PROBLEM STATEMENT: Copy the listing below letter for letter, passing over each picture.

DATA UNDER STUDY:
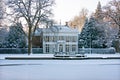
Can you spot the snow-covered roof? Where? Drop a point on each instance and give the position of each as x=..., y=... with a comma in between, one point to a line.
x=60, y=28
x=55, y=29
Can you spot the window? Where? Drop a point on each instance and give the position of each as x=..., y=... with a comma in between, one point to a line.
x=73, y=47
x=47, y=48
x=74, y=39
x=60, y=48
x=67, y=48
x=46, y=38
x=61, y=37
x=67, y=39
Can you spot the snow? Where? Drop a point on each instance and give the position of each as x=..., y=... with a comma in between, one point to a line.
x=60, y=69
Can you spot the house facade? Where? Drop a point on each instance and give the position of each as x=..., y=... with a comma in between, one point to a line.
x=60, y=38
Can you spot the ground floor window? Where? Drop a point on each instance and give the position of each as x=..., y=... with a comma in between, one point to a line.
x=60, y=48
x=73, y=47
x=67, y=48
x=47, y=48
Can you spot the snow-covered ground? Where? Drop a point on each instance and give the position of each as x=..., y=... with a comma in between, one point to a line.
x=60, y=69
x=2, y=56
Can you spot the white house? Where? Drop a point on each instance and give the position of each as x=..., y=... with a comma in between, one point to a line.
x=60, y=38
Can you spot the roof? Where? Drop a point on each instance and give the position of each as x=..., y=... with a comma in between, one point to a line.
x=55, y=29
x=60, y=28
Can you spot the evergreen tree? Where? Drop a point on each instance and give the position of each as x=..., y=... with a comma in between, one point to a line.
x=98, y=13
x=90, y=35
x=16, y=37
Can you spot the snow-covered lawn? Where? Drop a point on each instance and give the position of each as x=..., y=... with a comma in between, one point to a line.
x=60, y=69
x=2, y=56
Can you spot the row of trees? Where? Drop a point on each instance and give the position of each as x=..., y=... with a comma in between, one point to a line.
x=33, y=13
x=102, y=29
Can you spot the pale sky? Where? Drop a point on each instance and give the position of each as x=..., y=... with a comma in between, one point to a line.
x=65, y=10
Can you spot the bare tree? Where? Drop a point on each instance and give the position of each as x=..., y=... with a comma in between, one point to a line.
x=33, y=11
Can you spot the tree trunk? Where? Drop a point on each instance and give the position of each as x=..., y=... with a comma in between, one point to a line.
x=30, y=41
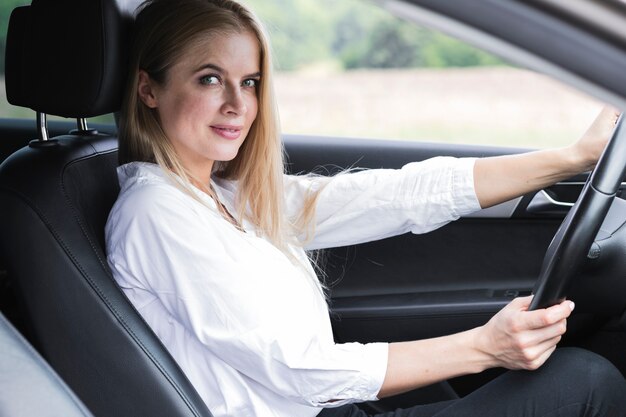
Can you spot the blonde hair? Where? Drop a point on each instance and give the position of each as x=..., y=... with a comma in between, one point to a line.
x=162, y=37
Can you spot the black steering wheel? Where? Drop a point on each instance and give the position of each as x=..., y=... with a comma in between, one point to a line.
x=574, y=238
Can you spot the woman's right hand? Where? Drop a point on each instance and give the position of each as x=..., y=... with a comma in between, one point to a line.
x=516, y=338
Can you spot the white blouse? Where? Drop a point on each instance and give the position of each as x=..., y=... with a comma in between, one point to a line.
x=248, y=326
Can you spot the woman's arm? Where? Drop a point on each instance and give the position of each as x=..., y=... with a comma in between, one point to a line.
x=514, y=338
x=503, y=178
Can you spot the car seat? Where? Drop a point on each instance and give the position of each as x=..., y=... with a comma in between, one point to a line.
x=68, y=58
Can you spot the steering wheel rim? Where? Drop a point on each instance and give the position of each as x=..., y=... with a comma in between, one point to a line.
x=572, y=241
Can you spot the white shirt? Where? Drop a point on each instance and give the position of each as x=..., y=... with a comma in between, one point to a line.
x=249, y=327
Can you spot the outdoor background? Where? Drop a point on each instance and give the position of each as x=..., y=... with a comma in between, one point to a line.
x=349, y=68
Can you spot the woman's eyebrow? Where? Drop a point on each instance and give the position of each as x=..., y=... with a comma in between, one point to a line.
x=222, y=71
x=210, y=66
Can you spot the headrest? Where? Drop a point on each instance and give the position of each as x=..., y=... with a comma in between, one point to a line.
x=68, y=57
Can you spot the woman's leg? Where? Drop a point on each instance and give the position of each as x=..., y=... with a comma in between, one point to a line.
x=573, y=382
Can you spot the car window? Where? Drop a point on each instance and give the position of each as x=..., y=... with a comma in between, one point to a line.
x=352, y=69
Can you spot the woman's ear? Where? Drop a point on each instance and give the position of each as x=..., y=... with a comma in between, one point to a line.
x=146, y=90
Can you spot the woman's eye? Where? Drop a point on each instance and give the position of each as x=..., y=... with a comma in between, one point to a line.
x=210, y=80
x=250, y=83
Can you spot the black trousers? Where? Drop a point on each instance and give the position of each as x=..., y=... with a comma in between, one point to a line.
x=573, y=382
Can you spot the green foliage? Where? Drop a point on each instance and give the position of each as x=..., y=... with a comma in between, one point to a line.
x=349, y=33
x=6, y=6
x=357, y=34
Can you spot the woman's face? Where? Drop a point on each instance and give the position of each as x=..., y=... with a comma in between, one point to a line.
x=209, y=100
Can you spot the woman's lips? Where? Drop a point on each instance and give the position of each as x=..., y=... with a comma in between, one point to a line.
x=227, y=132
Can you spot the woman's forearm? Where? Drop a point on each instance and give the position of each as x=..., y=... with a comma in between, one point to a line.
x=423, y=362
x=502, y=178
x=514, y=338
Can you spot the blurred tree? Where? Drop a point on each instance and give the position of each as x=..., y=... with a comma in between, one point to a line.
x=357, y=34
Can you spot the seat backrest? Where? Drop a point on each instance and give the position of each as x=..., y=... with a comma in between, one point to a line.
x=56, y=196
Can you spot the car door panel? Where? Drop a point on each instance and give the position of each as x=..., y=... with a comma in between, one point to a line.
x=418, y=286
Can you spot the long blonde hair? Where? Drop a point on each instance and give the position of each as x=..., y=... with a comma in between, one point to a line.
x=162, y=36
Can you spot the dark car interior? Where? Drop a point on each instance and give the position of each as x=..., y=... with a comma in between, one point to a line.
x=57, y=189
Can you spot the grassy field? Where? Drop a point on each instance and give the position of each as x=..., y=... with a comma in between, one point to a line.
x=496, y=105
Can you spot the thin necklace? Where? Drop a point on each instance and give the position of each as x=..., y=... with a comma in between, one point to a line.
x=223, y=210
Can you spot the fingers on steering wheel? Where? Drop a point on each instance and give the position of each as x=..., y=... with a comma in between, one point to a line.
x=544, y=318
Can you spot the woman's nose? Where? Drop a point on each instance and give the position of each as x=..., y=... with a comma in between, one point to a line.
x=234, y=102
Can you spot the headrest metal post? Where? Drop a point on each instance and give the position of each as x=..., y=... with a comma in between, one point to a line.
x=82, y=124
x=42, y=125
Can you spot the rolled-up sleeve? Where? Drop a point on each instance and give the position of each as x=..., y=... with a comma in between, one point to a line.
x=367, y=205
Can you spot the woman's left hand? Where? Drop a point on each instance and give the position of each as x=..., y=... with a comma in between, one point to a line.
x=502, y=178
x=589, y=147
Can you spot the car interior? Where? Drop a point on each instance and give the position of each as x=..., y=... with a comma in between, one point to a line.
x=57, y=190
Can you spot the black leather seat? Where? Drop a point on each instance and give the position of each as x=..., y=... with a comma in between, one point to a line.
x=66, y=57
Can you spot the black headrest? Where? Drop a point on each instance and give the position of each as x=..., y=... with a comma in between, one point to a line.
x=68, y=57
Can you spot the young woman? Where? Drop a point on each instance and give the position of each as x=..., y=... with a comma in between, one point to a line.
x=208, y=239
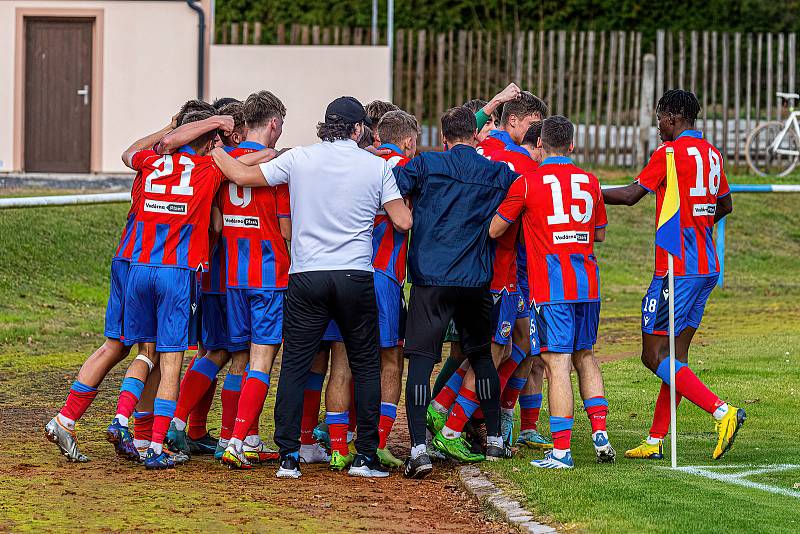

YOUR SOLUTION:
Can you spot the snow-covered roof? Where? Drop a point on each instance and give the position of each as x=..., y=... with a comma in between, one point to a line.
x=60, y=28
x=55, y=29
Can you spot the window? Where? Drop a point on each instance and give the position of each as x=..., y=... with a comma in between, one point to a line.
x=73, y=47
x=47, y=48
x=74, y=39
x=60, y=48
x=67, y=48
x=46, y=38
x=61, y=37
x=67, y=39
Can you spot the snow? Where? Drop a point on each instance and give the position of each as x=..., y=... with a comma in between, one point to a line.
x=60, y=69
Can you spot the house facade? Where? Drop a point on each instance and give the position of each as x=..., y=... with a comma in between, one point to a line.
x=60, y=38
Can you spot the ground floor window? Where? Drop a point on each instance and give the position of each as x=..., y=... with a comma in between, one point to a line.
x=60, y=48
x=73, y=47
x=67, y=48
x=47, y=48
Can you spot the snow-covered ground? Where? Drop a point on each instance and give the position of each as x=..., y=... with a comma in between, one point to a line.
x=60, y=69
x=2, y=56
Can you spot the white house? Where? Drop a point on each instance and give the position of each as x=..., y=... with a comma in between, one point to a line.
x=60, y=38
Can you spot the roof? Where? Drop a point on each instance and give the position of each as x=..., y=... with a comma in between, one point to a line.
x=55, y=29
x=60, y=28
Can you spot the evergreen tree? Where? Drop a point on each instance and give the position of each as x=..., y=... with a comma in between, one point to a line.
x=98, y=13
x=90, y=35
x=16, y=37
Can you spot the snow-covered lawn? Where? Drop a point on each instance and give the position of each as x=..., y=... with a comma in between, one point to a line.
x=60, y=69
x=2, y=56
Can you spot the row of trees? Where? Drop a point on each instance and give the position of each as x=..., y=... with a comma in between, one point to a line.
x=33, y=13
x=102, y=29
Can you spot the pale sky? Where? Drop a point on each instance and give the position of each as x=..., y=... with a comma in between, one point to a line.
x=65, y=10
Can you spot the bare tree? Where? Drop a point on each instance and give the position of each as x=..., y=... with a comma in between, one point to a line.
x=33, y=11
Can you spot the tree trunk? Where? Drop a point on each instance and give the position of each as x=..., y=... with a comma in between, one point to a line.
x=30, y=41
Can you spot the blonde hair? Where? Drop a point on each instance and give the position of each as x=..., y=... with a comma in between, one point to a line.
x=162, y=37
Can you spot the black steering wheel? Where? Drop a point on each instance and give the position of each as x=..., y=... with a comma in between, one point to a line.
x=574, y=238
Can you spot the woman's right hand? Where? Drop a point on each instance and give the position of each as x=..., y=... with a comma in between, one point to a line.
x=516, y=338
Can you spot the white blouse? Where? Drop a point on each instance and give the position of each as x=..., y=... with a comma in between, one point to a line.
x=248, y=326
Can you spot the woman's arm? Where? Drop a point on each instance and give the position of each as x=..., y=... with a comma in between, one point to a line.
x=514, y=338
x=503, y=178
Can you spot the car seat? Where? Drop a point on each instance and give the position of each as x=..., y=... with a comma in between, one point to a line.
x=68, y=58
Can you spot the steering wheel rim? Where? Drop a point on each instance and give the position of each as x=..., y=... with a comma in between, one point to a line.
x=572, y=241
Can you spot the white shirt? Where? Drop a point on each instance and give the position of each as x=..., y=... with a comma in between, one point to a line.
x=249, y=327
Can you spot the outdoor background? Where? Drop a point on each instance and give the position of each as x=..., y=... with a comma in between, one point to a line.
x=349, y=68
Can you spot the woman's eyebrow? Where? Drop a point on each instance and give the position of each as x=..., y=... with a comma in between, one point to a line.
x=222, y=71
x=210, y=66
Can you spot the headrest? Where? Drop a point on each instance and give the position of each as x=..., y=... with a comma in between, one point to a line.
x=68, y=57
Can you spot the woman's leg? Where? Drop a point on each instance and give the position of each as x=..., y=... with a comma in between, one point to a line.
x=573, y=382
Can you spot the car window? Where? Drop a point on each instance and give the position of each as x=..., y=... with a comma in between, one point to a line.
x=352, y=69
Can you spot the woman's ear? Where? Drop a point on each instance and give the position of each as x=..., y=... with a comma in between, one point to a line.
x=146, y=90
Can you spot the woman's eye? Where? Drop a point on each instance and give the position of each as x=..., y=... with a comma in between, one point to a line.
x=210, y=80
x=250, y=83
Can you spot the black trousers? Where? Drop a point on each instance and give the position of each as x=..., y=... with a comma in between, one point to a line.
x=573, y=382
Can you spot the green foliage? Where? Drop a point on each instance and give the position of each as x=..., y=... with a comma in between, one point to a line.
x=349, y=33
x=6, y=6
x=357, y=34
Can you spot the woman's face? Where? Drop a point on each instance and give the position of each as x=..., y=... with a comma in between, one point to a line.
x=209, y=100
Can you spot the woman's lips? Where? Drop a point on each instance and give the position of each as x=..., y=... with a comma in between, one point to a line.
x=227, y=132
Can you spot the woman's forearm? Where? Drop a point on each instance and give the position of each as x=..., y=... with a comma in between, one point to a line.
x=423, y=362
x=502, y=178
x=514, y=338
Can you spot the blurred tree? Where? Drop a point on each instance and give the position of each as x=..., y=... with a comma in between, one point to a line.
x=357, y=34
Can you spot the seat backrest? Where? Drop a point on each instance and give the position of each as x=..., y=... with a comma in between, one point to a line.
x=56, y=196
Can you spot the car door panel? Where? Drop a point on each instance and give the position of each as x=..., y=... with a comma in between, one point to a line.
x=418, y=286
Can you spot the long blonde hair? Where? Drop a point on each instance and give the position of each as x=..., y=... with a comma in between, one point to a line.
x=162, y=36
Can you spot the dark car interior? Where? Drop a point on each instance and give the position of each as x=..., y=... with a comma in between, one point to a line.
x=57, y=189
Can you spot the grassy field? Where? Drop a point on each instance and give the position of each as x=..., y=... with a comma in between, one point to a line.
x=496, y=105
Can you spot the thin necklace? Where? Drop a point on each instance and give the position of each as x=..., y=... with a comma in between, one point to a line.
x=223, y=210
Can you spot the fingers on steering wheel? Where? Drop a point on each instance and give the position of each as x=..., y=... with a comma in between, one point to a line.
x=544, y=318
Can you spot the woman's nose? Where? Drop a point on each instance and give the position of each as x=..., y=... with a comma in between, one point to a line.
x=234, y=102
Can you spot the headrest metal post? Where? Drop a point on each instance and give the position of each as x=..., y=... with a comma in between, one point to a line.
x=82, y=124
x=42, y=125
Can you spot the rolled-up sleeve? Where? Drop a point on each instance and give the position of each as x=..., y=... with a comma in between, one point to a line.
x=367, y=205
Can you spot the woman's left hand? Where? Drop a point on each instance and give the position of each as x=..., y=... with a comma in between, one point to a line.
x=502, y=178
x=589, y=147
Can you spot the car interior? Where? Drop a point on each instance and give the position of each as x=..., y=... with a comma in between, one point to a line.
x=57, y=190
Can you spot the black leather seat? Where? Drop a point on each instance and give the position of each as x=..., y=... with a comma in between, one point to a line.
x=66, y=57
Can you spot the black headrest? Where? Drop a point on each instance and give the position of each as x=..., y=... with a comma in between, one point to a line.
x=68, y=57
Can you spot the young woman? Where? Drop a point on each instance and give the position of each as x=..., y=... with a comma in between, one point to a line.
x=208, y=239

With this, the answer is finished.